**Instruction**
Pull out every line in the listing below that contains the word "Query", and copy each of those lines in full. Match the capitalization exactly.

**Materials provided**

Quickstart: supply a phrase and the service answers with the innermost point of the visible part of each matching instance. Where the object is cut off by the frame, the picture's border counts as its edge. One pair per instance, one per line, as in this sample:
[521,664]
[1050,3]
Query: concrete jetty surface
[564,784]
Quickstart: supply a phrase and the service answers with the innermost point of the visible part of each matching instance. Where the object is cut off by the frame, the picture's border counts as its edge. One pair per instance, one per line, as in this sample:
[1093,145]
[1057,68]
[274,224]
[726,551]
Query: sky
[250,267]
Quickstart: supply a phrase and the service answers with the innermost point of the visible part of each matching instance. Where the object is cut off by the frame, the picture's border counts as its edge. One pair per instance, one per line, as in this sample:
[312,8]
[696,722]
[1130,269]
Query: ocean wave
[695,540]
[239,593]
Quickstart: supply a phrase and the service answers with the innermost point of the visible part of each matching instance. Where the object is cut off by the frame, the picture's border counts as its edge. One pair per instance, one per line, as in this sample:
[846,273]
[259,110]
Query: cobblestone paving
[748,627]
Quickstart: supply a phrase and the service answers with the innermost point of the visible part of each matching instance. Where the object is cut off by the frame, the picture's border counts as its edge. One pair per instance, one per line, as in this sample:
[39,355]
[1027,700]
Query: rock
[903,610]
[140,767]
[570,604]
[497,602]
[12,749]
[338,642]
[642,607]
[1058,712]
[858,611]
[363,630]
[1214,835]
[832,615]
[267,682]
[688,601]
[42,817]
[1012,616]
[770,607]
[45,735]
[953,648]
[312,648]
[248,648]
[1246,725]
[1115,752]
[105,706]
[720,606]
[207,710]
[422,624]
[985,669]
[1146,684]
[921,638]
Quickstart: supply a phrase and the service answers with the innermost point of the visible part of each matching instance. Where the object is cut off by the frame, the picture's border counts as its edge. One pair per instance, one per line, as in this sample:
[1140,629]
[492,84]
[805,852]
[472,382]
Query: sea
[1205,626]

**Complete output**
Query: concrete jetty surface
Query: sky
Query: ocean wave
Query: cobblestone paving
Query: rock
Query: sea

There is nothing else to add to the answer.